Shiveluch, the northernmost active volcano on Kamchatka, is
the second to erupt on the Pacific peninsula in two days. The
other volcano which has erupted recently is Bezymyanny, which
is about 62 miles from Shiveluch.
Experts said the outbursts are not linked as the volcanoes
belong to different magma chambers and their almost
simultaneous eruptions are a coincidence. About 450 minor
quakes were registered daily near a third volcano, Karymsky.
Experts from the Moscow International Institute for Earthquake
Prediction and Computing Geophysics earlier said there was a
30% probability that an earthquake of more than 7.2 will hit
Kamchatka in December.
TROPICAL STORMS -
Map.
Projected storm paths .
None.
Cyclone Bondo - Two people were killed when the cyclone
hit the northern coast of Madagascar on Tuesday, before losing
strength as it moved towards the south of the island. "For the
moment, the risks are not too significant, but a new (tropical
depression weather) system is forming in the north" of
Madagascar.
HEAVY RAINS / FLOODING / LANDSLIDES
-
MALAYSIA's floods crisis worsened today with more
downpours that forced five relief centres to reopen in
southern Johor state.
Nearly 63,000 people have been forced to evacuate their
homes.
The death toll from the worst floods in decades stands at
eight. Electricity authorities shut down power to Kota Tinggi,
one of the worst-affected districts in Johor, as floodwaters
rose from 30cm to 60cm last night.
Major roads in the state remain closed. Crocodiles were
menacing flood victims and stealing chickens from backyard
coops, and pythons and cobras had also been spotted in
abandoned houses.
INDONESIA - Torrential rains caused mudslides and floods
in Indonesia's Aceh and North Sumatra provinces on Monday,
killing at least 87 people as tens of thousands of others fled
for higher ground.

__Data block__
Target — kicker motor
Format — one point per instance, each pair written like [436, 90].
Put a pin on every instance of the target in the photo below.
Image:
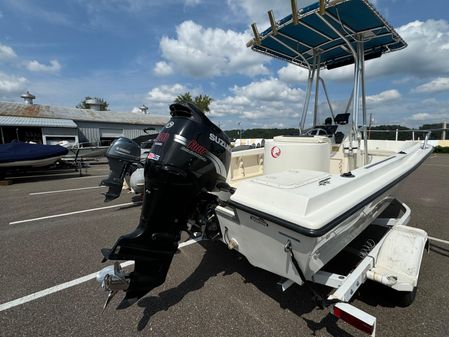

__What is asked__
Please carry the natural disaster roundup forward, beginning right after its last sentence about the floods and mudslides in Indonesia.

__Expected answer__
Rescue crews reaching remote villages fear mass graves of
villagers buried under dirt, following a week of torrential
rains in the region.
Aerial views showed families trapped on the roofs of their
homes and many houses were completely submerged in
flood-ravaged parts of Sumatra.
A landslide Sunday night hit the remote highland
sub-district of Muara Sipongi in North Sumatra province, which
was struck by an earthquake a week ago. 27 of those who had
escaped the deadly earthquake but returned to their homes were
killed, and six remained missing when the landslide buried
dozens of houses on the Indonesian island of Sumatra.
"We have to stop evacuation efforts because it rained very
hard in the area. It is still raining now." Residents had
visited their homes after last week's quake despite warnings
that it was still dangerous.
The landslide was triggered by floods that over the past week
have killed at least 70 other people and displaced around
300,000 in Aceh and neighbouring North Sumatra.
Four people were killed and hundreds of homes damaged when the
earthquake hit Muara Sipongi on December 18.
The quake damaged 860 homes.
SNOW / COLD -
TURKEY - UNUSUAL cold, snow and high winds caused havoc
across Turkey on Tuesday, with shipping disrupted, flights
cancelled and roads being closed.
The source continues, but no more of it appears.